■ Entries supplied ■
========================

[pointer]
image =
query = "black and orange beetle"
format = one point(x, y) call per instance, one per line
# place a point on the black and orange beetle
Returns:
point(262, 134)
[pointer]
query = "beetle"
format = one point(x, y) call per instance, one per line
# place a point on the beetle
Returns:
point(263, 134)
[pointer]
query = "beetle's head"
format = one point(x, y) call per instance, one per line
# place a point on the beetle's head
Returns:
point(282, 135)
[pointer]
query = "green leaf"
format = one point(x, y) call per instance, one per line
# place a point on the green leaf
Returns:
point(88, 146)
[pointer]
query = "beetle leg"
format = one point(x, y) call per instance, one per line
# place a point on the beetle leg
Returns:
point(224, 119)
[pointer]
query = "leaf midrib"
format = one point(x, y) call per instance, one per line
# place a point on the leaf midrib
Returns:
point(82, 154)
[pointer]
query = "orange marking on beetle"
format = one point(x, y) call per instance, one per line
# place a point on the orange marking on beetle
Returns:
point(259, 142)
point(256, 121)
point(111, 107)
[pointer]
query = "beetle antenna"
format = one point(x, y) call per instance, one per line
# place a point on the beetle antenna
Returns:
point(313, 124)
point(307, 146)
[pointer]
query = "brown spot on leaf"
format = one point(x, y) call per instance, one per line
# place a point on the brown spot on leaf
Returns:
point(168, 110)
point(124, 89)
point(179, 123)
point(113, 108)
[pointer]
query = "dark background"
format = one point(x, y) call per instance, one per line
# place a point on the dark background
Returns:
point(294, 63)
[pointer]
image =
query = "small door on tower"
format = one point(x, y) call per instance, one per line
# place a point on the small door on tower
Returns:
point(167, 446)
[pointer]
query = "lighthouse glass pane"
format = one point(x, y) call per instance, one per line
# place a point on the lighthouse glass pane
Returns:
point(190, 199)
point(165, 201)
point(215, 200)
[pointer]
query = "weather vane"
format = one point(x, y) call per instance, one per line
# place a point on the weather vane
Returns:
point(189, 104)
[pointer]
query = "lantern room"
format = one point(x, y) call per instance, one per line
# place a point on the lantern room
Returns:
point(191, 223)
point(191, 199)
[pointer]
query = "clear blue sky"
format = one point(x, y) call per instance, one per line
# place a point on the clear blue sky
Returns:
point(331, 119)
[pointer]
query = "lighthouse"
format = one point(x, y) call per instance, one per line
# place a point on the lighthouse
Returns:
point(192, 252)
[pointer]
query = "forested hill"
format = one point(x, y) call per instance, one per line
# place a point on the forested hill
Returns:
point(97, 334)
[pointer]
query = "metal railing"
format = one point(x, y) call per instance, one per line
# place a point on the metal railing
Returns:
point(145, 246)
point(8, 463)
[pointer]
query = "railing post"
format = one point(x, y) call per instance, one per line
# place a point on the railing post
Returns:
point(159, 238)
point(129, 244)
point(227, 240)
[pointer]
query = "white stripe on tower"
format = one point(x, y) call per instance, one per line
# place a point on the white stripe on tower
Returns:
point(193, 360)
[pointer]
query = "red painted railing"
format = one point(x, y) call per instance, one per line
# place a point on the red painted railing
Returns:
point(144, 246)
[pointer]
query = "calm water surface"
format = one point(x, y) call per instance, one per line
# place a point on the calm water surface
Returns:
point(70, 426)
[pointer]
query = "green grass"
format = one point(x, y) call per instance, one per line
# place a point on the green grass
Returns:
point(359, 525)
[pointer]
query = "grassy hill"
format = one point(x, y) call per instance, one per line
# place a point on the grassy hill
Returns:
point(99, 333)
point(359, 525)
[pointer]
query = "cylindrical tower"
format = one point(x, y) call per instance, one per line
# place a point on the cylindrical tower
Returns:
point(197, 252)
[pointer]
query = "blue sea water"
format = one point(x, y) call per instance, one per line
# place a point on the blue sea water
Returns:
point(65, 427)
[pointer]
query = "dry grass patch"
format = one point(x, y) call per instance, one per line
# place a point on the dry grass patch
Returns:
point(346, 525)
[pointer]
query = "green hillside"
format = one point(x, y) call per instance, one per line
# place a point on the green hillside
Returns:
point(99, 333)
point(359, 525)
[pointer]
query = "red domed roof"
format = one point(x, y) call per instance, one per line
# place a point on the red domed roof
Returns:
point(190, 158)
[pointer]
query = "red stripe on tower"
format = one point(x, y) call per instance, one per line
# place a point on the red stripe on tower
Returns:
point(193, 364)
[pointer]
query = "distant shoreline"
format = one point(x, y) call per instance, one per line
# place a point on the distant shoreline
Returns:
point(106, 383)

========================

■ The problem ■
Take the data above and return it exactly.

■ Expected answer ■
[pointer]
image =
query = "black and orange beetle"
format = one point(x, y) call per instance, one per line
# place a point on the black and orange beetle
Returns:
point(262, 134)
[pointer]
query = "beetle"
format = one point(x, y) call per instance, one per line
# place a point on the beetle
Returns:
point(263, 134)
[pointer]
query = "beetle's head"
format = one point(x, y) call per instance, one per line
# place a point on the beetle's head
Returns:
point(282, 135)
[pointer]
query = "green leaf"
format = one point(x, y) call per instance, one per line
# place a point on the green leaf
Returns:
point(88, 146)
[pointer]
query = "beetle leg"
format = one point(x, y) call per instance, one per line
# place a point on the beetle leg
Returns:
point(224, 119)
[pointer]
query = "leaf midrib"
format = one point(x, y) call per instance, one per line
# place a point on the leaf midrib
Returns:
point(82, 154)
[pointer]
query = "orange marking on beetle"
format = one point(x, y) call per instance, one per line
# place a point on the orange marking on beetle
Returns:
point(259, 142)
point(256, 121)
point(111, 107)
[pointer]
query = "beetle antenna"
format = one point(x, y) call per instance, one per line
# place a point on the beetle antenna
Returns:
point(313, 124)
point(307, 146)
[pointer]
query = "brown spot on leaf"
format = one point(x, y) call per instance, one per line
# place a point on the brown spot on leaf
Returns:
point(168, 110)
point(124, 89)
point(179, 123)
point(113, 108)
[pointer]
query = "dark background"
format = one point(x, y) call per instance, one per line
# place a point on the dark background
Returns:
point(294, 63)
[pointer]
image =
query = "small door on tower"
format = one point(x, y) call per instance, one per line
# place a point on the small door on tower
Returns:
point(167, 446)
[pointer]
query = "lighthouse glass pane"
format = one point(x, y) call per instance, one per line
# place a point on the lighthouse glass pane
Returns:
point(190, 199)
point(165, 201)
point(215, 200)
[pointer]
query = "weather vane"
format = one point(x, y) call per instance, one per line
# place a point on the weather vane
Returns:
point(189, 104)
[pointer]
query = "lantern room"
format = one point(x, y) call per instance, one per line
# place a point on the lantern room
Returns:
point(191, 223)
point(191, 199)
[pointer]
query = "clear blue sky"
format = one point(x, y) call per instance, one per line
# place a point on the clear blue sky
Returns:
point(331, 119)
[pointer]
query = "lighthouse"
format = one point(x, y) call per instance, one per line
# place a point on the lighthouse
Returns:
point(192, 252)
[pointer]
query = "forested hill"
format = one point(x, y) call per instance, one per line
# place a point on the forested hill
Returns:
point(97, 334)
[pointer]
query = "metal railing"
format = one point(x, y) call per instance, one per line
# place a point on the metal railing
Returns:
point(145, 246)
point(8, 463)
[pointer]
query = "railing post"
format = one point(x, y) call per instance, one per line
# place a point on the railing post
Returns:
point(159, 238)
point(129, 244)
point(227, 240)
[pointer]
query = "white stripe on tower"
format = one point(x, y) call per instance, one per line
# place a point on the white stripe on tower
Returns:
point(193, 360)
[pointer]
query = "red painted railing"
format = one point(x, y) call per instance, one per line
# place a point on the red painted railing
Returns:
point(144, 246)
[pointer]
query = "calm water surface"
format = one point(x, y) call per instance, one per line
# place a point on the calm water surface
Returns:
point(70, 426)
[pointer]
query = "green grass"
format = one point(x, y) call per instance, one per line
# place a point on the green grass
Returns:
point(359, 525)
[pointer]
query = "grassy hill"
format = one point(x, y) call per instance, one per line
# place a point on the grassy hill
Returns:
point(99, 333)
point(359, 525)
[pointer]
query = "cylindrical tower"
format = one point(x, y) call per instance, one per line
# place a point on the cylindrical tower
Returns:
point(197, 252)
[pointer]
query = "blue sea water"
format = one point(x, y) call per instance, one per line
# place a point on the blue sea water
Returns:
point(65, 427)
[pointer]
query = "dry grass patch"
format = one point(x, y) call per instance, one per line
# place a point on the dry grass patch
Returns:
point(346, 525)
[pointer]
query = "green hillside"
format = one point(x, y) call per instance, one per line
# place a point on the green hillside
Returns:
point(99, 333)
point(359, 525)
[pointer]
query = "red domed roof"
format = one point(x, y) call per instance, one per line
# place a point on the red domed roof
Returns:
point(190, 158)
[pointer]
query = "red stripe on tower"
format = one point(x, y) call per instance, one per line
# place a point on the red stripe on tower
Returns:
point(193, 364)
[pointer]
query = "distant shoreline"
format = one point(x, y) call per instance, one per line
# place a point on the distant shoreline
Returns:
point(106, 383)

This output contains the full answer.